#### Directions for this task
How many lines in the records below contain the word "bottle"? Reply with the number only.

** START OF Recorded information **

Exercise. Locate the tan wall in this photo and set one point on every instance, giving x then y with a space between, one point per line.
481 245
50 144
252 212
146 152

** END OF Recorded information **
** START OF Recorded information **

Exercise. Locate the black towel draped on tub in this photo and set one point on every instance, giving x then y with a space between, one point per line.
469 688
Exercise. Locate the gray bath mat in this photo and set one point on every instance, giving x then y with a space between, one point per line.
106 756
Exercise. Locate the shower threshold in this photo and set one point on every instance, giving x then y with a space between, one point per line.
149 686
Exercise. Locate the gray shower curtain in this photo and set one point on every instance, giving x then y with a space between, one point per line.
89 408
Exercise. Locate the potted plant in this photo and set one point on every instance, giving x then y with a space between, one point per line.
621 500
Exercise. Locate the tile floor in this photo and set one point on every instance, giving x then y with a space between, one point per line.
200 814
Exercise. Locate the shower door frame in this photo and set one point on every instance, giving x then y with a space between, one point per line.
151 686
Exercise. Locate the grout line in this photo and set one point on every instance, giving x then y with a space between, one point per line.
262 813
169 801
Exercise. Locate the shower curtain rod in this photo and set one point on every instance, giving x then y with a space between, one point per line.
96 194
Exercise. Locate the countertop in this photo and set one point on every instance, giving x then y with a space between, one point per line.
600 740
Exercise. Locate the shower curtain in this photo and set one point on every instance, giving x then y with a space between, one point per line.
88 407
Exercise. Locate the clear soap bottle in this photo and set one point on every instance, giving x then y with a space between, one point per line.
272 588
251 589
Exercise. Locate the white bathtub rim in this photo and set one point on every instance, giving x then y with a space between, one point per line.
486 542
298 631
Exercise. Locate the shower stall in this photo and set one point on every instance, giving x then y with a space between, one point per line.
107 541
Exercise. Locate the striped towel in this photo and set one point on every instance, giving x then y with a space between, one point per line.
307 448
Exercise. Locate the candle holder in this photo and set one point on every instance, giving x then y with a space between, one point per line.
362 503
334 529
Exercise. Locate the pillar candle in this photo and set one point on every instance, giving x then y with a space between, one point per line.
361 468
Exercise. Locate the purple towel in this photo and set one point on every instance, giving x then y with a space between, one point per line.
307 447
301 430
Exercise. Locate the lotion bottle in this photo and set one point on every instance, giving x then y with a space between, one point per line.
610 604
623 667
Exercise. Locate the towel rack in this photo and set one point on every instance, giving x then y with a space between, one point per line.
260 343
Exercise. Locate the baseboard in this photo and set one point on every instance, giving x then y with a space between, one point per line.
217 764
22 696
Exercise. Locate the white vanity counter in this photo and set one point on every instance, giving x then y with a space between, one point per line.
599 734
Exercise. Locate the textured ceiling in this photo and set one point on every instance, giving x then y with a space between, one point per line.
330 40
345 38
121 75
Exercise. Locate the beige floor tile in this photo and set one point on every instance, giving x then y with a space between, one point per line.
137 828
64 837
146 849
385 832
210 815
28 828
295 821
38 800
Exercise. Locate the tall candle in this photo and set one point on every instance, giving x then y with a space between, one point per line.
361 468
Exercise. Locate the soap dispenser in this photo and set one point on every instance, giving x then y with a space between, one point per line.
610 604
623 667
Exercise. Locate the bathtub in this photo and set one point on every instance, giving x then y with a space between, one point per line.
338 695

** END OF Recorded information **

#### Reply
2